Extract provided:
>>>>

Many creationists and woo-pushers use ad hoc explanations to explain away evidence that contradicts their underlying beliefs, rather than revising those beliefs. For example, many alternative medicines have been disproven or shown to be mere placebos, but believers will make up excuses as to why the controlled and properly conducted experiment was wrong. Some homeopaths, for instance, will cry that the succussion process was carried out incorrectly (as if 9 bangs rather than 10 makes all the difference), or that (inexplicably) it is impossible to do a "double-blind" test on homeopathy. Creationist explanations for how the Grand Canyon is explained via the global flood while similar canyons aren't seen everywhere are varied and ad hoc.
For example:
“”

<<<<

[Data excerpts]
>>>>

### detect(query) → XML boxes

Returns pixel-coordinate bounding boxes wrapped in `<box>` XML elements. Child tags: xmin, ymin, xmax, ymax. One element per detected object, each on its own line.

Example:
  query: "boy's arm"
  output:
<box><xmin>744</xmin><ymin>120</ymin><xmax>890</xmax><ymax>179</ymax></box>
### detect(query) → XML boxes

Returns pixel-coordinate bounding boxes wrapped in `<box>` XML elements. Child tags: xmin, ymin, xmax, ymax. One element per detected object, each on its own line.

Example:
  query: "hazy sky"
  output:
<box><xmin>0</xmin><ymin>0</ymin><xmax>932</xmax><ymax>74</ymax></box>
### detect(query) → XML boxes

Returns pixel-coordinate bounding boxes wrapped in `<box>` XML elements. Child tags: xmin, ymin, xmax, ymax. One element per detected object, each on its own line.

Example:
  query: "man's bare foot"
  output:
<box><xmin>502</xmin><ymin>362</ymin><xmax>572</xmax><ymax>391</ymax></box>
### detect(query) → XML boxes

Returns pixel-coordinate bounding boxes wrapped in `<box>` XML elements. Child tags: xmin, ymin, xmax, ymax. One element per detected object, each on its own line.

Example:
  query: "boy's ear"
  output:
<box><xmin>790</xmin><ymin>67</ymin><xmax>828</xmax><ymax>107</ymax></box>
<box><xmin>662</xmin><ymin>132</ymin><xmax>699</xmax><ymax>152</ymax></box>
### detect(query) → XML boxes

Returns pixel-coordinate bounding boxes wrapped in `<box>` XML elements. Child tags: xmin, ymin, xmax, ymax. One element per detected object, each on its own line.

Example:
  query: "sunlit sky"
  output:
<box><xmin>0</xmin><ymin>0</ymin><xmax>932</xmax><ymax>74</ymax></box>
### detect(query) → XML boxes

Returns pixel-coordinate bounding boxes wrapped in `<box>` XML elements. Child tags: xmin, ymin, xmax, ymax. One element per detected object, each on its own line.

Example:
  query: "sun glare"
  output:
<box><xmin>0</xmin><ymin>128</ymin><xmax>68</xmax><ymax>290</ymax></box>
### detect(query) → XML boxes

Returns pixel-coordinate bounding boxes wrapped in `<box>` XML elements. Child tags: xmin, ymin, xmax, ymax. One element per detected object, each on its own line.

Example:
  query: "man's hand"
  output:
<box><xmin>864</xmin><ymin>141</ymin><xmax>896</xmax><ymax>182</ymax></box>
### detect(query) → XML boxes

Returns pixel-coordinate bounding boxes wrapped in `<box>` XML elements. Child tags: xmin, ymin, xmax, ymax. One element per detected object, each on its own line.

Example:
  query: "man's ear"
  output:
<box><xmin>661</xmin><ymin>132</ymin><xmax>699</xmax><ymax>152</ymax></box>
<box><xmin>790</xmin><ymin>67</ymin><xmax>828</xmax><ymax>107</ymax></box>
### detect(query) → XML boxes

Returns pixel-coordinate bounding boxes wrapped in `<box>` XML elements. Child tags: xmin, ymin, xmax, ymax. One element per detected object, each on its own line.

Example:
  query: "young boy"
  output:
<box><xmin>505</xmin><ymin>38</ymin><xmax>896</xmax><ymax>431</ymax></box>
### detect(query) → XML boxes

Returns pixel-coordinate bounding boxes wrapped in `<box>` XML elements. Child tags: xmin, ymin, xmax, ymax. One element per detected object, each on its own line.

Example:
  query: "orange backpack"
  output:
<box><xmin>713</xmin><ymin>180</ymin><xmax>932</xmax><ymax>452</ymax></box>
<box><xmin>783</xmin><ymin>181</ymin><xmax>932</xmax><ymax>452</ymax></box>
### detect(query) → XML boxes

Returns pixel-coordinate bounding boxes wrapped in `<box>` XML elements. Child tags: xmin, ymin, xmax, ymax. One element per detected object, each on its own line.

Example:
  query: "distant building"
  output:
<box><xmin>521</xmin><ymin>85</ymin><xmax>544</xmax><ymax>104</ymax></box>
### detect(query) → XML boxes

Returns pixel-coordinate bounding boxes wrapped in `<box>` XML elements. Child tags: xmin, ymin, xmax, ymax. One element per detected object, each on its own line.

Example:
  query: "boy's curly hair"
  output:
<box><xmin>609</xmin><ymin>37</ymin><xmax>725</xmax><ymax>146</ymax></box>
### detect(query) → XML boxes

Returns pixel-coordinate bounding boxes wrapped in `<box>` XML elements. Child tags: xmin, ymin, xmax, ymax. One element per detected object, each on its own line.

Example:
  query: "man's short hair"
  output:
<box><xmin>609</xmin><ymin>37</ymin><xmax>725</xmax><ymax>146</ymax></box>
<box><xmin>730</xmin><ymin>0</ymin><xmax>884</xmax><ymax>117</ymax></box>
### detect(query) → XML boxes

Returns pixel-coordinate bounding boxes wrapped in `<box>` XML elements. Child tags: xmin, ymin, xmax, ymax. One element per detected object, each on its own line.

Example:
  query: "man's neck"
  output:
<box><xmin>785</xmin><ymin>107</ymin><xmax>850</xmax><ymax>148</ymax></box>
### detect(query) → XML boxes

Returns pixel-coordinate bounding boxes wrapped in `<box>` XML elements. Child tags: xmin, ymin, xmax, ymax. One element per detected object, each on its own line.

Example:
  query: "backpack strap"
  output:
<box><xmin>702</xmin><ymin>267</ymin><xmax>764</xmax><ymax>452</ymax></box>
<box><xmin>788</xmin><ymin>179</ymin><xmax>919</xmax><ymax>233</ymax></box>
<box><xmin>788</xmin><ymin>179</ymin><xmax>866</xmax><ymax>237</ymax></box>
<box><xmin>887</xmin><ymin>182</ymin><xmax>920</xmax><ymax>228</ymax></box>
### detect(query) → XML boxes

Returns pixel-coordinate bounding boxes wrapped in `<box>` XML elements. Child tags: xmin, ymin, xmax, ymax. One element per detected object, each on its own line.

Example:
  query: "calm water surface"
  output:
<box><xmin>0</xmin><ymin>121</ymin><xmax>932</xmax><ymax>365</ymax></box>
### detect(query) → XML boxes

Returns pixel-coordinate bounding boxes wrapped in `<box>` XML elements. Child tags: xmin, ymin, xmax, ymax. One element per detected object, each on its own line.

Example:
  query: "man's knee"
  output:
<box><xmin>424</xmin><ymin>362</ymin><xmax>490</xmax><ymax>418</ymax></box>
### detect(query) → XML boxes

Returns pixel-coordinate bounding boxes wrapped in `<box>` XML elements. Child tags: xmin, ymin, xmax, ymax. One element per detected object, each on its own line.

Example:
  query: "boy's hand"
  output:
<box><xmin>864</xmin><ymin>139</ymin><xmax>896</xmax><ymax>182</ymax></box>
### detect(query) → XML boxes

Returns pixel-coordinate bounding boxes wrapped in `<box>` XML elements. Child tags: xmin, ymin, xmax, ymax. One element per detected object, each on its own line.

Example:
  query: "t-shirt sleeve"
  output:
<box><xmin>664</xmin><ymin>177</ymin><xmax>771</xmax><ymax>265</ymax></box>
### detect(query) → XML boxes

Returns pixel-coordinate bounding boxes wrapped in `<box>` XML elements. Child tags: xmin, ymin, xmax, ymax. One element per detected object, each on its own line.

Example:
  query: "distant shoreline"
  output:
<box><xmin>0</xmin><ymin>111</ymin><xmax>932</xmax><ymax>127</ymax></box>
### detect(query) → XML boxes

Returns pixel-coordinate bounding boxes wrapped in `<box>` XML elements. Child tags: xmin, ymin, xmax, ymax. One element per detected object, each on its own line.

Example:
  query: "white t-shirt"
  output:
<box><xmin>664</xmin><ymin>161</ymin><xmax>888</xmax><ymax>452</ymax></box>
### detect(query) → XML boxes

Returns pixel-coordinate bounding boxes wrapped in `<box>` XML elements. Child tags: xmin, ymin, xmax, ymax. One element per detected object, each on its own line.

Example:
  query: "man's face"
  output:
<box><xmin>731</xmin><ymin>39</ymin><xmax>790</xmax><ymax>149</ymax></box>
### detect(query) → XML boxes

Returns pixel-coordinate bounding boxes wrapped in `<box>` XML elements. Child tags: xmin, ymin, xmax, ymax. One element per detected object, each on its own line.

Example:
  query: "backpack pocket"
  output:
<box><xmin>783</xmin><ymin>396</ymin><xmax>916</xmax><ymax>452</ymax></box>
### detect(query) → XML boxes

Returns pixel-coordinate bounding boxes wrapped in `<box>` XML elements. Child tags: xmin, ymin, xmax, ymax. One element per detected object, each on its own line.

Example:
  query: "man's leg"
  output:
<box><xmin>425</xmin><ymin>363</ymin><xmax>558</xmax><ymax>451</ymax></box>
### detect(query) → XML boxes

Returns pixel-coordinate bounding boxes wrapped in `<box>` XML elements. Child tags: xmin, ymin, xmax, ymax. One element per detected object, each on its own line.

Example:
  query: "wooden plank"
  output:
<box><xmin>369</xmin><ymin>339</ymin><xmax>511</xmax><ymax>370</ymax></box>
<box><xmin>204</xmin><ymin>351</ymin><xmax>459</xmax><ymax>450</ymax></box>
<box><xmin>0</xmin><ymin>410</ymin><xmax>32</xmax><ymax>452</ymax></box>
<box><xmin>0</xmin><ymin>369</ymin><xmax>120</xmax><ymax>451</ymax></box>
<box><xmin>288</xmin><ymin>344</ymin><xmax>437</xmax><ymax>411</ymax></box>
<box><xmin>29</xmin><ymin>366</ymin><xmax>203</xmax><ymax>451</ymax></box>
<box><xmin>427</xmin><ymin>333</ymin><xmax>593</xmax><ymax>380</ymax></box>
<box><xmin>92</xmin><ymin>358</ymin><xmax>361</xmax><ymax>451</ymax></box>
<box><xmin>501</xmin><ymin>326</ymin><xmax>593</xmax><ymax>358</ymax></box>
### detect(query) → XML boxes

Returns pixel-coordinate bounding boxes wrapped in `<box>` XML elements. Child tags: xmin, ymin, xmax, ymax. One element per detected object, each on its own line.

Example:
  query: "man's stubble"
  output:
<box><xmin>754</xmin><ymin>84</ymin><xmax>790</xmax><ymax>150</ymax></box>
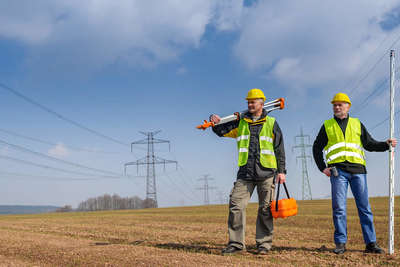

<<<<

Exercise aim: Rewrite the part of the passage on ad hoc explanations that begins with "Many creationists and" and ends with "and ad hoc.", substituting "sugar pills" for "placebos".

Problem solution:
Many creationists and woo-pushers use ad hoc explanations to explain away evidence that contradicts their underlying beliefs, rather than revising those beliefs. For example, many alternative medicines have been disproven or shown to be mere sugar pills, but believers will make up excuses as to why the controlled and properly conducted experiment was wrong. Some homeopaths, for instance, will cry that the succussion process was carried out incorrectly (as if 9 bangs rather than 10 makes all the difference), or that (inexplicably) it is impossible to do a "double-blind" test on homeopathy. Creationist explanations for how the Grand Canyon is explained via the global flood while similar canyons aren't seen everywhere are varied and ad hoc.